• [Description of the task]: Extract each line in the records below that contains the word "every".

[Region annotation entries]
--------------------
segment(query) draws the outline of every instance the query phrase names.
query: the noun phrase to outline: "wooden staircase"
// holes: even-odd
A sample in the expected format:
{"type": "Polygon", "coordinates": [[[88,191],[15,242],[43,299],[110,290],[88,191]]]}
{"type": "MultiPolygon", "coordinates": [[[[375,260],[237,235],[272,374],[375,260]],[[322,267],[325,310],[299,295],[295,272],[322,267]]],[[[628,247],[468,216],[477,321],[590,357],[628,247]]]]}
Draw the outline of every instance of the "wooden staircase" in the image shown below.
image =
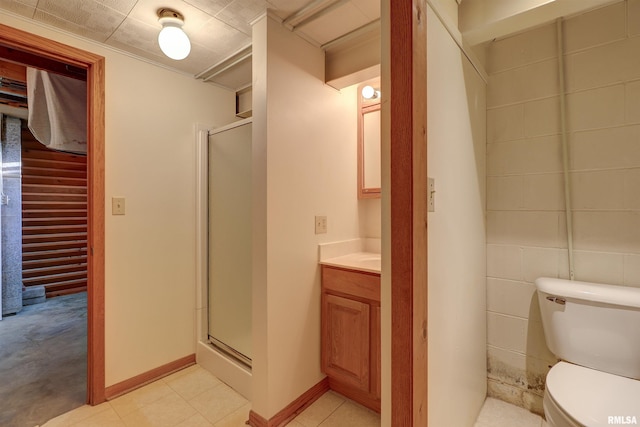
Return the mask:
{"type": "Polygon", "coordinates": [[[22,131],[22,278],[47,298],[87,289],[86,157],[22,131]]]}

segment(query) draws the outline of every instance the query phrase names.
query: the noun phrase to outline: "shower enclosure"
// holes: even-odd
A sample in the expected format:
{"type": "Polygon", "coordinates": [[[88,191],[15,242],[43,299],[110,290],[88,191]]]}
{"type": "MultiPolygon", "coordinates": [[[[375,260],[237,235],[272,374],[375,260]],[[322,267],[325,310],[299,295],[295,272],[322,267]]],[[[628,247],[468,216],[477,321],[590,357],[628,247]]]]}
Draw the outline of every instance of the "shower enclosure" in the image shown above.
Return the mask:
--------------------
• [Exercise solution]:
segment(query) draws the outline of every instance the query phrase names.
Draw the outline of every instance of the "wooden staircase" in the image shown below.
segment(query) draws the outline of every instance the query phrase names.
Draw the outline of every instance of the "shower enclosure" in the image shown above.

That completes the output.